====== Input data

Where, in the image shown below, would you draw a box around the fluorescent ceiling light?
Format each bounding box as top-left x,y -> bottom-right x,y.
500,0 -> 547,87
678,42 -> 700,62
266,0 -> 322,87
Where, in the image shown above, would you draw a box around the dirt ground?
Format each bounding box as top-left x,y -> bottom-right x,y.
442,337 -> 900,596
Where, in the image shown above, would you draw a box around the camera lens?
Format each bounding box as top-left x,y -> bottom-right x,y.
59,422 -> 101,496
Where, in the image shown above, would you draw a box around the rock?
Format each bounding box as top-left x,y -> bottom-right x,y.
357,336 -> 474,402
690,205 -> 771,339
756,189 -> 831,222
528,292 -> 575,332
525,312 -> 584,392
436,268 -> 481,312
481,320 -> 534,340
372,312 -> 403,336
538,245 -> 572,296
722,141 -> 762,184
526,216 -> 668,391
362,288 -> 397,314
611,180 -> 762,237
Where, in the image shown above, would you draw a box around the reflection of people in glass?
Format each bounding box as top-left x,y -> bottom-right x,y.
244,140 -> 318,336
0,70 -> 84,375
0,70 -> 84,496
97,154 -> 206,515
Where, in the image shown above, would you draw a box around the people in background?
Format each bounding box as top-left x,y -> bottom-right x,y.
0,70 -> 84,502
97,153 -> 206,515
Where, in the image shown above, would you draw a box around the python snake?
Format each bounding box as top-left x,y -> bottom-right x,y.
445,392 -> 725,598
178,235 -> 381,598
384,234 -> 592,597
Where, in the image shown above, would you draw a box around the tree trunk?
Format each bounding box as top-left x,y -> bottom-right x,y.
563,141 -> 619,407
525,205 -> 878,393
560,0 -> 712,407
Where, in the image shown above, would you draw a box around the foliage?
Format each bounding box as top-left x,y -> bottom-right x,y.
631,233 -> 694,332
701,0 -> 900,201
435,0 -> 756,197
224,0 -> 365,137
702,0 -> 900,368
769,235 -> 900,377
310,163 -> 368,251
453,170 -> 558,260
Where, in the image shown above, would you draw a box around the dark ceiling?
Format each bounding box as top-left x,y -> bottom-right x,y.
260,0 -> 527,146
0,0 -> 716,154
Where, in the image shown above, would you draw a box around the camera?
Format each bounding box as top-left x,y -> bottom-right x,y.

============

| Direction |
Repeat verbatim the part of the records above that opens with the line containing "the python snake?" and closes with the line containing "560,0 -> 712,407".

| Answer in full |
Where, in the image shown above, would you draw a box around the python snake?
Format each bounding box as top-left x,y -> bottom-right x,y.
445,392 -> 725,598
178,235 -> 381,598
384,234 -> 592,597
Where, in the image shown above, would you draw a box around the tree trunk?
Format each bounding box as top-left x,y -> bottom-right x,y.
563,141 -> 619,407
525,205 -> 878,393
560,0 -> 712,407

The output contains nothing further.